Objective: Copy the listing below line for line, changing nothing, and leave the pictures out of your copy.

Outline entries for labeled areas
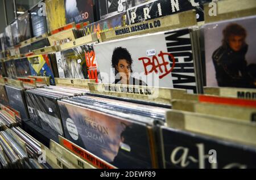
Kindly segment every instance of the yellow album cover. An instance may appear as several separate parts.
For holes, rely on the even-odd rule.
[[[66,18],[64,0],[46,0],[45,2],[49,32],[64,25]]]

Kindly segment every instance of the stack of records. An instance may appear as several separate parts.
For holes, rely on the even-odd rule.
[[[32,52],[32,46],[31,44],[25,44],[19,48],[20,54],[26,54]]]
[[[4,61],[3,59],[0,59],[0,78],[6,77],[6,69],[5,68]]]
[[[33,37],[38,37],[47,33],[46,16],[42,15],[43,11],[46,11],[44,7],[36,5],[30,10]],[[40,14],[40,12],[42,14]]]
[[[5,80],[2,78],[0,79],[0,104],[4,105],[9,105],[8,96],[6,93],[5,85]]]
[[[17,126],[18,122],[15,113],[1,104],[0,104],[0,123],[8,127]]]
[[[15,78],[17,77],[17,71],[13,59],[7,59],[5,61],[6,68],[6,73],[9,78]]]
[[[82,89],[59,86],[27,90],[25,96],[31,119],[27,123],[48,141],[57,142],[58,135],[64,134],[57,101],[85,92]]]
[[[19,16],[18,18],[20,41],[26,41],[32,37],[30,28],[30,14],[28,12]]]
[[[11,82],[15,82],[15,83],[11,83]],[[34,87],[30,86],[25,83],[22,83],[22,85],[16,85],[18,83],[22,83],[19,80],[8,80],[7,83],[5,85],[6,93],[9,100],[9,106],[18,110],[20,113],[20,117],[23,121],[29,119],[27,107],[25,101],[24,94],[24,89],[34,88]]]
[[[29,62],[27,57],[14,59],[14,64],[16,67],[18,77],[24,77],[31,75]]]
[[[31,51],[50,45],[47,37],[44,37],[31,43]]]

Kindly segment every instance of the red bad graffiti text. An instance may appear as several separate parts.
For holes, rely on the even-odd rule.
[[[168,56],[172,60],[172,66],[170,66],[170,63],[166,61],[164,56]],[[160,51],[158,55],[154,55],[151,59],[148,57],[141,57],[139,61],[142,61],[145,74],[147,75],[153,71],[156,73],[160,73],[159,79],[162,79],[168,74],[171,73],[175,66],[175,59],[172,54],[168,53],[163,53]]]

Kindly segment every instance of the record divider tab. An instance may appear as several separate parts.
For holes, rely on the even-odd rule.
[[[217,7],[217,15],[210,16],[208,12],[213,7],[212,3],[215,3]],[[220,1],[204,5],[204,20],[205,23],[212,23],[234,18],[239,18],[256,15],[256,3],[255,0],[225,0]]]
[[[97,33],[93,33],[88,36],[79,37],[77,39],[75,39],[73,41],[66,42],[63,45],[61,45],[60,46],[60,49],[61,50],[63,50],[68,49],[75,48],[77,46],[80,46],[89,43],[92,43],[96,41],[98,41],[98,37],[97,36]]]
[[[9,79],[7,79],[6,84],[21,89],[24,89],[23,82],[21,80]]]
[[[142,85],[88,83],[90,93],[171,105],[173,96],[186,93],[181,89]]]
[[[52,53],[60,50],[60,46],[52,46],[42,48],[33,50],[35,55],[41,55],[44,54]]]
[[[189,10],[145,22],[122,27],[100,33],[101,41],[119,39],[132,36],[152,33],[160,31],[175,29],[197,24],[196,11]],[[144,29],[134,31],[136,27],[144,27]],[[121,33],[118,33],[121,32]]]
[[[55,78],[56,86],[89,89],[88,83],[95,83],[94,79]]]

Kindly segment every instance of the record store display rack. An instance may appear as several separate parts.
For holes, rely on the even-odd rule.
[[[0,33],[0,168],[255,168],[256,1],[212,1],[19,15]]]

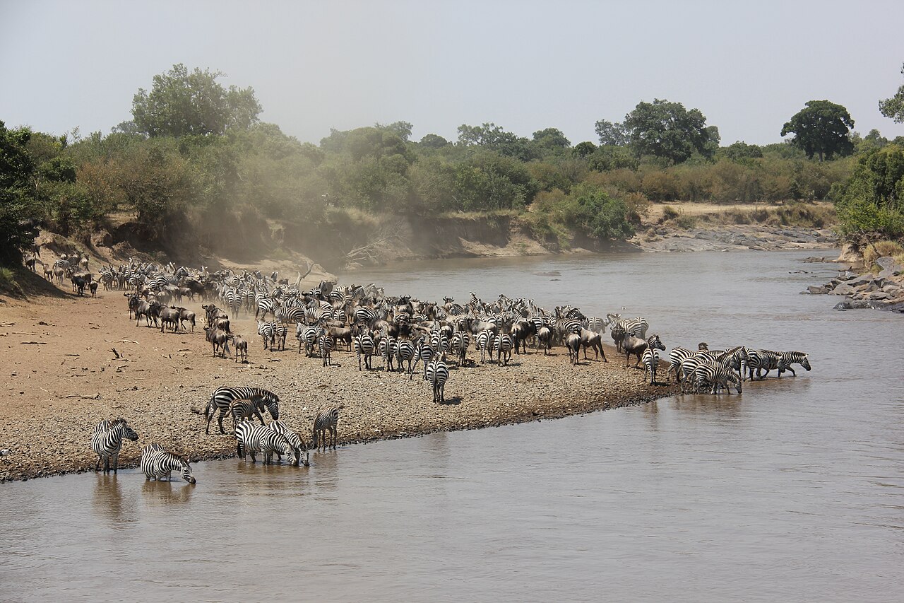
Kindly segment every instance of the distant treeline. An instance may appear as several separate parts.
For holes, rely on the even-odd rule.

Complete answer:
Kindly segment every instance of the yellow album cover. An instance may appear as several separate parts.
For holes, rely on the even-odd rule.
[[[66,18],[64,0],[46,0],[45,2],[49,32],[64,25]]]

Kindly segment every instance of the stack of records. An instance may appear as several separate parts.
For holes, rely on the even-odd rule.
[[[32,52],[32,46],[31,44],[25,44],[19,48],[20,54],[26,54]]]
[[[4,61],[3,59],[0,59],[0,78],[6,77],[6,69],[5,68]]]
[[[33,37],[38,37],[47,33],[46,16],[42,15],[43,11],[46,11],[44,7],[36,5],[30,10]],[[40,14],[40,12],[42,14]]]
[[[5,80],[2,78],[0,79],[0,104],[4,105],[9,105],[8,96],[6,93],[5,85]]]
[[[17,126],[18,122],[15,113],[1,104],[0,104],[0,123],[8,127]]]
[[[15,78],[17,77],[17,71],[13,59],[7,59],[5,61],[6,68],[6,73],[9,78]]]
[[[82,89],[59,86],[27,90],[25,96],[31,119],[27,123],[48,141],[57,142],[58,135],[64,134],[57,101],[85,92]]]
[[[19,16],[18,18],[20,41],[26,41],[32,37],[30,28],[30,14],[28,12]]]
[[[11,82],[15,82],[15,83],[11,83]],[[34,87],[30,86],[25,83],[22,83],[22,85],[16,85],[18,83],[22,83],[19,80],[8,80],[7,83],[5,85],[6,93],[9,100],[9,106],[18,110],[20,113],[20,117],[23,121],[29,119],[27,107],[25,101],[24,94],[24,89],[34,88]]]
[[[29,62],[27,57],[14,59],[14,64],[16,67],[18,77],[24,77],[31,75]]]
[[[31,51],[50,45],[47,37],[44,37],[31,43]]]

Kindly segment every instance of the red bad graffiti text. An instance may appear as several separate parts.
For holes, rely on the even-odd rule.
[[[168,56],[172,60],[172,66],[170,66],[170,63],[166,61],[164,56]],[[160,51],[158,55],[154,55],[151,59],[148,57],[141,57],[139,61],[142,61],[145,74],[147,75],[153,71],[156,73],[160,73],[159,79],[162,79],[168,74],[171,73],[175,66],[175,59],[172,54],[168,53],[163,53]]]

Kindly segment every instance of the record divider tab. An instance may appear as several separate parts.
For holes, rely on the even-odd rule.
[[[217,7],[217,15],[210,16],[208,12],[213,7],[212,3],[215,3]],[[220,1],[204,5],[204,20],[205,23],[212,23],[234,18],[239,18],[256,15],[256,3],[255,0],[225,0]]]
[[[97,33],[93,33],[88,36],[79,37],[77,39],[75,39],[73,41],[66,42],[63,45],[61,45],[60,46],[60,49],[61,50],[63,50],[68,49],[75,48],[77,46],[80,46],[89,43],[92,43],[96,41],[98,41],[98,37],[97,36]]]
[[[9,79],[7,79],[6,84],[21,89],[24,89],[23,82],[21,80]]]
[[[142,85],[88,83],[90,93],[171,105],[173,96],[186,93],[181,89]]]
[[[52,53],[60,50],[60,46],[52,46],[42,48],[33,50],[35,55],[41,55],[44,54]]]
[[[189,10],[145,22],[122,27],[100,33],[101,41],[119,39],[132,36],[152,33],[160,31],[175,29],[197,24],[196,11]],[[144,29],[134,31],[136,27],[144,27]],[[121,33],[118,33],[121,32]]]
[[[55,78],[56,86],[89,89],[88,83],[95,83],[94,79]]]

Kindly segment every instance of the record store display rack. An instance may appear as several separate parts.
For holes, rely on the even-odd rule.
[[[0,33],[0,168],[255,168],[256,1],[212,1],[19,15]]]

Kindly segment every instance of the distant treeline. An instance may appear as several separate parts.
For holes, rely on the even-odd rule.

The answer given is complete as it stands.